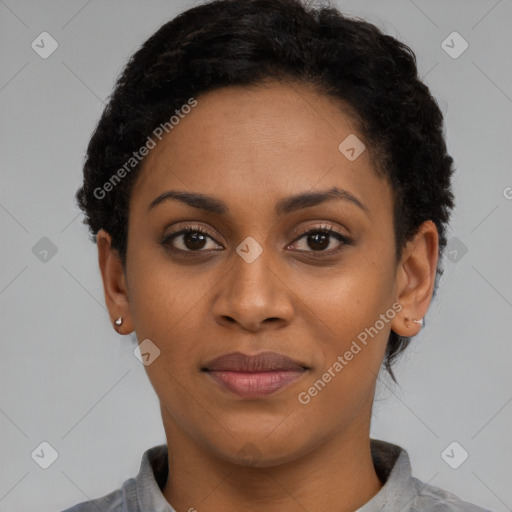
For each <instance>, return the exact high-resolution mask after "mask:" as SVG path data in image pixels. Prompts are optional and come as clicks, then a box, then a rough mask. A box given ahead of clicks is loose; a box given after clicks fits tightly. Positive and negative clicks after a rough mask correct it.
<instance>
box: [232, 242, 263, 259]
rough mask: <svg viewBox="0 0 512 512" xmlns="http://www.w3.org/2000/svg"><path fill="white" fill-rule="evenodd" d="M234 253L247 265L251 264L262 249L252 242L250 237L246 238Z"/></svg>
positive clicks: (255, 243) (261, 252)
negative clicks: (236, 253)
mask: <svg viewBox="0 0 512 512" xmlns="http://www.w3.org/2000/svg"><path fill="white" fill-rule="evenodd" d="M236 252H237V253H238V254H239V256H241V257H242V258H243V259H244V260H245V261H246V262H247V263H252V262H253V261H255V260H256V258H258V256H259V255H260V254H261V253H262V252H263V247H261V245H260V244H259V243H258V242H256V240H254V238H253V237H252V236H248V237H247V238H246V239H245V240H244V241H243V242H242V243H241V244H240V245H239V246H238V247H237V248H236Z"/></svg>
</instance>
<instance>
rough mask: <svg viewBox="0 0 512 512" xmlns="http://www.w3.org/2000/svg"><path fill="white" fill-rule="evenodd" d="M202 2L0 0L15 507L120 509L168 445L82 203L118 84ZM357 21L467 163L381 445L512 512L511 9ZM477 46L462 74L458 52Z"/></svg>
mask: <svg viewBox="0 0 512 512" xmlns="http://www.w3.org/2000/svg"><path fill="white" fill-rule="evenodd" d="M193 5H195V3H194V2H190V1H182V0H180V1H178V0H166V1H163V0H151V1H134V0H105V1H100V0H90V1H86V0H66V1H64V0H60V1H58V0H32V1H29V0H4V1H0V29H1V32H0V58H1V60H0V112H1V115H0V130H1V138H0V145H1V147H0V153H1V188H0V225H1V242H0V247H1V249H0V254H1V264H0V318H1V332H2V337H1V342H0V343H1V355H0V429H1V435H0V509H1V510H3V511H24V512H35V511H58V510H62V509H64V508H66V507H69V506H71V505H72V504H75V503H78V502H81V501H85V500H87V499H89V498H96V497H99V496H102V495H104V494H106V493H108V492H110V491H112V490H114V489H116V488H118V487H119V486H120V485H121V484H122V482H123V481H124V480H125V479H127V478H129V477H132V476H135V475H136V473H137V472H138V470H139V464H140V457H141V455H142V453H143V452H144V451H145V450H146V449H147V448H149V447H151V446H154V445H156V444H160V443H164V442H165V436H164V431H163V427H162V424H161V418H160V410H159V407H158V401H157V398H156V395H155V394H154V392H153V390H152V388H151V386H150V384H149V381H148V379H147V377H146V374H145V371H144V367H143V366H142V365H141V364H140V362H139V361H138V360H137V359H136V358H135V357H134V355H133V348H134V344H133V342H132V341H133V340H131V339H130V337H123V336H120V335H118V334H117V333H116V332H115V331H114V330H113V328H112V326H111V325H110V322H109V317H108V315H107V312H106V309H105V305H104V298H103V289H102V284H101V280H100V274H99V270H98V266H97V252H96V246H95V245H94V244H93V243H92V242H91V241H90V240H89V237H88V232H87V229H86V226H85V225H83V224H82V215H81V213H80V212H79V210H78V209H77V207H76V206H75V204H74V199H73V196H74V193H75V191H76V189H77V188H78V187H79V185H80V181H81V172H82V169H81V166H82V163H83V157H84V152H85V148H86V145H87V143H88V140H89V137H90V135H91V133H92V130H93V128H94V126H95V124H96V122H97V121H98V119H99V117H100V115H101V112H102V109H103V101H104V100H105V99H106V98H107V96H108V95H109V94H110V92H111V90H112V87H113V85H114V81H115V78H116V77H117V76H118V73H119V72H120V71H121V69H122V67H123V66H124V65H125V63H126V61H127V59H128V58H129V56H130V55H131V54H132V53H133V52H134V51H135V50H136V49H137V48H138V47H139V45H140V44H142V43H143V41H144V40H145V39H146V38H147V37H149V36H150V35H151V34H152V33H153V32H154V31H155V30H157V29H158V28H159V27H160V26H161V25H162V24H163V23H164V22H166V21H168V20H169V19H171V18H173V17H174V16H175V15H176V14H177V13H179V12H181V11H182V10H185V9H186V8H189V7H192V6H193ZM338 6H339V7H340V8H341V10H342V11H343V12H345V13H347V14H350V15H353V16H359V17H362V18H364V19H366V20H368V21H370V22H372V23H375V24H376V25H377V26H378V27H379V28H381V29H382V30H384V31H385V32H386V33H388V34H390V35H393V36H395V37H397V38H398V39H400V40H401V41H403V42H405V43H406V44H408V45H409V46H410V47H411V48H412V49H413V50H414V51H415V53H416V55H417V58H418V67H419V70H420V75H421V76H422V77H424V81H425V82H426V84H427V85H428V86H429V87H430V89H431V91H432V93H433V94H434V96H435V97H436V98H437V100H438V102H439V105H440V107H441V109H442V111H443V113H444V115H445V122H446V133H447V142H448V148H449V152H450V154H451V155H452V156H453V157H454V159H455V161H456V167H457V172H456V175H455V177H454V191H455V195H456V203H457V206H456V209H455V211H454V214H453V220H452V222H451V227H450V232H449V239H450V245H449V247H448V252H449V254H450V256H449V258H445V274H444V277H443V279H442V281H441V283H440V289H439V293H438V296H437V297H436V299H435V300H434V302H433V303H432V305H431V308H430V310H429V313H428V315H427V317H426V327H425V329H424V330H423V331H422V332H421V334H420V335H419V336H417V337H416V338H415V339H414V341H413V343H412V345H411V346H410V348H409V350H408V351H407V352H406V354H405V355H404V357H403V358H402V359H401V360H400V362H399V364H398V365H397V366H396V370H395V373H396V374H397V378H398V380H399V384H400V385H399V386H391V385H390V383H389V380H384V379H383V380H382V382H380V383H379V387H378V393H377V400H376V403H375V407H374V417H373V423H372V437H376V438H379V439H384V440H387V441H390V442H394V443H397V444H400V445H401V446H403V447H404V448H405V449H407V450H408V452H409V454H410V457H411V462H412V467H413V474H414V476H416V477H418V478H420V479H421V480H423V481H425V482H429V483H430V484H432V485H436V486H439V487H442V488H445V489H448V490H451V491H452V492H454V493H455V494H457V495H459V496H460V497H461V498H463V499H465V500H468V501H471V502H474V503H476V504H479V505H480V506H483V507H486V508H489V509H491V510H494V511H497V512H505V511H509V510H512V486H511V485H510V484H511V482H512V468H511V462H510V461H511V459H512V441H511V437H510V432H511V425H512V385H511V384H512V382H511V371H510V366H511V364H512V344H511V331H510V324H511V319H512V271H511V266H510V263H511V261H512V236H511V235H512V232H511V231H512V229H511V222H510V219H511V218H512V215H511V214H512V173H511V167H510V165H511V164H510V162H511V161H512V150H511V144H510V134H511V125H512V121H511V115H510V114H511V112H512V68H511V66H510V48H511V45H512V31H511V30H510V22H511V20H512V3H511V1H510V0H500V1H497V0H478V1H475V0H472V1H469V0H450V1H441V0H436V1H432V0H430V1H426V0H415V1H412V0H411V1H408V0H393V1H382V0H380V1H377V0H372V1H356V0H353V1H339V2H338ZM42 32H48V33H49V34H50V35H51V37H52V38H53V39H54V40H55V41H56V42H57V44H58V48H57V50H56V51H55V52H54V53H53V54H52V55H50V56H49V57H48V58H46V59H43V58H42V57H41V56H40V55H39V53H37V52H36V51H35V50H34V49H33V48H32V46H31V45H32V42H33V41H36V42H37V40H38V39H37V38H38V37H39V35H40V34H41V33H42ZM453 32H457V33H458V34H459V35H460V37H459V35H455V36H454V35H453ZM44 37H47V36H44ZM454 37H455V39H454ZM447 38H448V39H447ZM461 38H462V39H461ZM445 40H447V41H448V42H449V43H444V45H445V47H443V41H445ZM452 40H453V41H454V42H453V43H452V42H451V41H452ZM47 41H49V39H47ZM463 41H466V42H467V44H468V48H467V49H466V50H465V51H464V52H463V53H462V54H461V55H459V56H457V58H453V55H452V56H450V55H449V53H448V52H447V51H445V48H446V44H448V46H451V47H453V48H455V50H457V49H459V50H460V49H461V48H462V46H461V45H465V43H464V42H463ZM46 48H47V49H48V48H49V45H47V46H46ZM453 48H452V50H451V51H452V54H453V52H454V51H455V50H454V49H453ZM44 251H47V252H46V253H45V252H44ZM42 442H47V443H49V444H50V445H51V446H52V447H53V448H54V449H55V450H56V452H57V453H58V458H57V459H56V460H55V462H54V463H53V464H52V465H51V466H50V467H48V468H47V469H43V468H41V467H40V466H39V465H38V464H37V463H36V461H35V460H34V458H33V457H32V455H31V454H32V453H33V452H34V450H36V449H38V448H39V449H40V445H41V443H42ZM452 442H457V443H458V445H456V451H455V452H454V453H456V455H457V457H460V454H461V453H463V452H462V451H461V449H463V450H465V451H466V452H467V453H468V454H469V457H468V458H467V460H466V461H465V462H464V463H463V464H462V465H460V467H458V468H457V469H453V468H452V467H450V466H449V465H448V464H447V462H445V459H446V457H445V458H443V457H442V455H441V454H442V453H443V451H444V450H445V449H446V448H447V447H448V446H449V445H450V444H451V443H452ZM43 446H46V445H43ZM459 446H460V447H459ZM457 450H458V451H457Z"/></svg>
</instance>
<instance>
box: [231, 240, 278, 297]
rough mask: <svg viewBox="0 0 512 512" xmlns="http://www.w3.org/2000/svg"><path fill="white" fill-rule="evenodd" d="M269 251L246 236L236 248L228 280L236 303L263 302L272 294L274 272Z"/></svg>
mask: <svg viewBox="0 0 512 512" xmlns="http://www.w3.org/2000/svg"><path fill="white" fill-rule="evenodd" d="M272 260H273V258H272V257H271V249H270V248H268V247H265V248H264V247H263V245H261V244H260V243H259V242H258V241H257V240H256V239H255V238H253V237H251V236H248V237H247V238H245V239H244V240H243V241H242V242H241V243H240V244H239V245H238V247H237V248H236V256H234V262H233V275H232V278H231V280H230V288H231V293H233V294H234V295H236V296H237V297H238V298H237V299H236V300H237V301H240V300H242V301H245V300H247V298H249V299H250V302H251V303H253V306H254V302H255V301H263V300H266V299H268V296H270V295H271V294H272V288H273V286H274V279H275V276H274V272H275V270H273V269H272Z"/></svg>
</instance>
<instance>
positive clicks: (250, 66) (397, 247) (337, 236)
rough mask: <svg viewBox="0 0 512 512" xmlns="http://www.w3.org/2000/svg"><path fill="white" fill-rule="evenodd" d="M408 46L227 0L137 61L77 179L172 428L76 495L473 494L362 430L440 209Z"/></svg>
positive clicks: (273, 5)
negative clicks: (152, 444)
mask: <svg viewBox="0 0 512 512" xmlns="http://www.w3.org/2000/svg"><path fill="white" fill-rule="evenodd" d="M452 173H453V159H452V158H451V157H450V156H449V155H448V154H447V151H446V145H445V141H444V136H443V117H442V114H441V112H440V110H439V108H438V106H437V103H436V101H435V100H434V98H433V97H432V96H431V94H430V92H429V90H428V88H427V87H426V86H425V85H424V84H423V83H422V82H421V81H419V79H418V75H417V68H416V65H415V57H414V54H413V52H412V51H411V50H410V49H409V48H408V47H407V46H405V45H404V44H402V43H400V42H398V41H397V40H395V39H394V38H392V37H390V36H387V35H384V34H382V33H381V32H380V31H379V30H378V29H377V28H376V27H375V26H373V25H371V24H369V23H366V22H364V21H361V20H354V19H349V18H346V17H344V16H343V15H342V14H341V13H339V12H338V11H337V10H335V9H333V8H323V9H313V8H311V7H308V6H306V5H304V4H302V3H300V1H299V0H277V1H276V0H249V1H247V0H217V1H213V2H209V3H206V4H204V5H200V6H198V7H195V8H193V9H190V10H188V11H186V12H184V13H183V14H181V15H180V16H178V17H177V18H176V19H174V20H172V21H170V22H169V23H166V24H165V25H163V26H162V27H161V28H160V29H159V30H158V31H157V32H156V33H155V34H154V35H153V36H152V37H151V38H150V39H148V41H146V42H145V43H144V45H143V46H142V47H141V49H140V50H138V51H137V52H136V53H135V55H134V56H133V57H132V58H131V60H130V62H129V63H128V65H127V66H126V68H125V70H124V72H123V74H122V76H121V77H120V78H119V80H118V83H117V85H116V88H115V91H114V93H113V95H112V97H111V99H110V102H109V104H108V106H107V108H106V109H105V111H104V113H103V116H102V118H101V120H100V122H99V124H98V127H97V128H96V130H95V132H94V134H93V136H92V139H91V141H90V144H89V147H88V151H87V158H86V162H85V166H84V183H83V186H82V187H81V188H80V190H79V191H78V193H77V199H78V203H79V205H80V207H81V208H82V209H83V211H84V212H85V215H86V222H87V223H88V225H89V227H90V230H91V234H92V236H93V239H94V240H95V241H96V243H97V246H98V254H99V264H100V268H101V273H102V278H103V284H104V291H105V299H106V303H107V306H108V310H109V313H110V315H111V319H112V323H113V326H114V328H115V329H116V330H117V331H118V332H119V333H121V334H130V333H132V332H135V333H136V336H137V339H138V341H139V354H140V359H141V361H142V362H143V363H144V366H145V369H146V371H147V375H148V378H149V379H150V382H151V384H152V386H153V388H154V390H155V392H156V394H157V396H158V398H159V402H160V405H161V414H162V420H163V425H164V429H165V433H166V440H167V443H166V444H165V445H160V446H155V447H153V448H150V449H148V450H147V451H146V452H145V453H144V456H143V458H142V462H141V469H140V472H139V474H138V475H137V477H136V478H132V479H129V480H126V481H125V482H124V484H123V486H122V488H121V489H118V490H115V491H113V492H112V493H110V494H108V495H106V496H104V497H103V498H99V499H96V500H92V501H89V502H84V503H81V504H78V505H76V506H74V507H72V508H70V509H68V512H89V511H93V510H98V509H99V510H103V511H107V510H108V511H110V512H113V511H130V512H135V511H157V510H158V511H161V510H175V511H194V510H197V511H199V512H210V511H216V512H217V511H223V512H230V511H234V510H241V509H243V510H250V511H256V510H258V511H259V510H265V511H267V512H268V511H271V512H272V511H274V510H280V511H282V510H286V511H311V512H312V511H320V510H321V511H323V512H325V511H333V512H334V511H336V512H353V511H354V510H358V511H359V512H373V511H377V510H379V511H380V510H387V511H399V510H400V511H410V512H413V511H429V512H432V511H465V512H468V511H470V512H471V511H473V512H478V511H482V510H483V509H482V508H480V507H477V506H475V505H472V504H470V503H467V502H464V501H462V500H461V499H459V498H458V497H456V496H455V495H453V494H451V493H450V492H448V491H445V490H442V489H439V488H437V487H434V486H432V485H429V484H426V483H424V482H421V481H420V480H418V479H416V478H414V477H412V475H411V467H410V462H409V458H408V455H407V452H406V451H405V450H403V449H402V448H401V447H399V446H397V445H394V444H391V443H387V442H384V441H379V440H375V439H370V420H371V411H372V404H373V399H374V392H375V387H376V381H377V375H378V373H379V370H380V368H381V367H384V368H385V369H387V371H388V372H389V373H390V375H391V377H392V378H393V379H394V375H393V371H392V364H393V362H394V361H395V360H396V358H397V356H399V354H400V353H401V352H402V351H403V350H404V349H405V348H406V346H407V344H408V343H409V341H410V339H411V338H412V337H413V336H415V335H416V334H417V333H418V332H419V331H420V329H421V328H422V326H423V321H422V319H423V317H424V316H425V314H426V312H427V310H428V308H429V305H430V302H431V299H432V296H433V294H434V292H435V288H436V282H437V277H438V276H439V275H440V274H441V272H442V268H441V265H440V257H441V255H442V253H443V249H444V247H445V246H446V225H447V222H448V220H449V217H450V211H451V209H452V208H453V205H454V203H453V195H452V192H451V188H450V178H451V175H452Z"/></svg>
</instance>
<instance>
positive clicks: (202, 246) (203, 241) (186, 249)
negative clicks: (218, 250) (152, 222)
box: [162, 226, 219, 252]
mask: <svg viewBox="0 0 512 512" xmlns="http://www.w3.org/2000/svg"><path fill="white" fill-rule="evenodd" d="M180 239H181V240H180ZM208 239H210V240H212V241H213V242H215V244H212V247H207V245H208ZM162 244H163V245H164V246H166V247H168V248H169V249H171V250H172V251H181V252H207V251H208V250H216V249H217V248H218V246H219V244H217V242H216V241H215V239H214V238H213V237H212V236H211V235H210V234H209V233H208V232H207V231H206V230H205V229H204V228H202V227H201V226H187V227H186V228H185V229H182V230H180V231H177V232H176V233H171V234H170V235H166V236H165V237H164V238H163V240H162Z"/></svg>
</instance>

::::::::::

▶ Aim of the task:
In the entries above, find each line with "clicks" and copy it.

▶ Task output:
For each <instance>, return the exact high-resolution mask after "mask:" as SVG path data in image pixels. Prompts are optional and come as clicks, then a box, then a rough mask. A box given ahead of clicks is loose; a box given after clicks fits tightly. Positive and negative clicks after a rough mask correct it.
positive clicks: (255, 243) (261, 252)
negative clicks: (236, 253)
positive clicks: (250, 66) (397, 247) (337, 236)
positive clicks: (273, 5)
negative clicks: (152, 444)
positive clicks: (202, 246) (203, 241) (186, 249)
negative clicks: (218, 250) (152, 222)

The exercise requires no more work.